** Activity list **
- 1) Reproduce verbatim the part of the workplace advice dialogue from "Nihit: We are" up to and including "you are fine?".
- 2) Write the next part of the workplace advice dialogue, picking up after its final line.

---------- Text excerpt

Nihit: Maybe, For almost a year now.
Ben: I think, you should not ignore these feelings. I have one advise for you, under-appreciation should not trigger into acting badly. Remind yourself of your core values, remain authentic, and stay on the high road. Resist the temptation to “win” against a toxic employee by compromising your principles. Toxic people often try to manipulate colleagues into engaging in bad behaviour to have someone to blame later if they are held accountable. Now this is a principle, which I have learned from my past. Professing the principle is easy, Implementation of this is not going to be easy. But I think, you can find a way.
Nihit: You might be right, when I think back there have been similar instances. But then, it keeps me unhappy all the time. I keep thinking about it and try to reconcile or resolve such differences.
Ben: Right, but why do you associate your happiness and self-worth only with your job. Your career is important, but so are family, friends, physical health, mental health, hobbies, your residence, and your community engagement. When things are not going well at work, focus on building up the parts of your life outside of work so that unhappiness with work will not dominate your feelings about life in general. Fully appreciate the present as it’s the most important moment. You will find that by doing this, you will sleep better and be ready and more energize the next working day. Just curious, What’s happening in your personal life?
Nihit: We are expecting our first baby.
Ben: Bravo (he smiled), then you should be enjoying these moments. You might not even realise, the kind of impact it may have on your work vibes as well.
Nihit: Yes, you might be right. Thanks for helping me realise it. Can I ask few more questions if you are fine?
Ben: Sure, go ahead.
Nihit: How do I create positivity around me in workplace? Because, I still need to spend significant amount of time in office.
Ben: One thing which has worked for me. Put up inspiring images and quotes around your desk. Include pictures of loved ones too. But do research about these positive quotes. Just don’t download anything from internet for the sake of putting up on the desk. You need to have a connect to it.
Ben: One more thing, which I think you might find useful. It’s often easy to begin to blame yourself. You’ll tend to lose self-esteem and find it difficult to see any redeeming qualities in yourself. The truth is that, who you really are has nothing to do with the other person’s behaviour. Always remind yourself of your self-worth and constantly strive to improve yourself. Your personal growth comes with increased self-esteem which in turn edges you on to increase your self-development. Try being a better version of yourself every, I know its difficult. But do try.

--------------------
---------- Given entries

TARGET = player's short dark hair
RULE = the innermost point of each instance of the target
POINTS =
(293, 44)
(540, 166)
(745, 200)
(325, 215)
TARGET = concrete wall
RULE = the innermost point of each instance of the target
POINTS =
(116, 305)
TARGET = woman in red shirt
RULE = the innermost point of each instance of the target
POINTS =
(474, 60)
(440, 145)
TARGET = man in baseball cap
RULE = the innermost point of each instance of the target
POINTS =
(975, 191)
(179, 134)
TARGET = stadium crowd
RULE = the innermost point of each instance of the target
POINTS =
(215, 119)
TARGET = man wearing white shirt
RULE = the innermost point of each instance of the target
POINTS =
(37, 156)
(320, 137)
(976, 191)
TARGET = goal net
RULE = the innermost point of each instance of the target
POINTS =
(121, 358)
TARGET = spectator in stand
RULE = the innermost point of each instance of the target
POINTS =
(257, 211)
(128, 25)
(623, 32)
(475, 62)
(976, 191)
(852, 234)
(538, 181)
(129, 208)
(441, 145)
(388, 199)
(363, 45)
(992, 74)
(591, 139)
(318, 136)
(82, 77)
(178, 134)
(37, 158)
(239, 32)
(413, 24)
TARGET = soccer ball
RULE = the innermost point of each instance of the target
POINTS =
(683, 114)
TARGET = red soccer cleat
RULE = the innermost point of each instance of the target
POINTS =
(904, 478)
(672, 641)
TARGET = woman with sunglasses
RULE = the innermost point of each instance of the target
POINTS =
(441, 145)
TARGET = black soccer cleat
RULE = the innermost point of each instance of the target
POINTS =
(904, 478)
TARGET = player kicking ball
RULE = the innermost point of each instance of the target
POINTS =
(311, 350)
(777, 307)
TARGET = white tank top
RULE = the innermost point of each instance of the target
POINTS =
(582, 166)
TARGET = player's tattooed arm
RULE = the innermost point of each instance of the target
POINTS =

--------------------

** Task-by-task outputs **
- 1)
Nihit: We are expecting our first baby.
Ben: Bravo (he smiled), then you should be enjoying these moments. You might not even realise, the kind of impact it may have on your work vibes as well.
Nihit: Yes, you might be right. Thanks for helping me realise it. Can I ask few more questions if you are fine?

- 2)
Nihit: That’s actually a good idea. You think, I should have an exit plan at some point in time. I am not too sure, if the people and their impressions change in coming times.
Ben: Yes, maybe at some point in time. You can definitely look for other opportunities. This will give you a push to be better at what you are doing now. It will motivate you to self-improve yourself and focus your energies in building yourself rather focusing on the negativity around you.
Nihit: Hmm… That is reassuring.
Ben: Hey, I think I need to login into my presentation. It was lovely talking to you. See you around Mate.
Nihit: Oh yes.. Thanks for chatting. This would really help boost me up personally and professionally. Thanks once again.
Ben: See you mate!!
And he left the café, it left me thinking about this discussion and way to operationalise it. But he did open me to the idea that what I was feeling is not something to be ignored. It can be ameliorated by doing certain things is suggested manner to regain your confidence and self-esteem.
Even today, I remember this coffee chat whenever I am struggling with problems around negativity and motivation. In the current environment, such instances are bound to happen.
I tried connecting back to him, tried going to café at the same time to see if he drops by. It has been 3 years now and I haven’t seen him. A part of me believes, he came to just help me and vanished and another part of me believes our paths will cross again.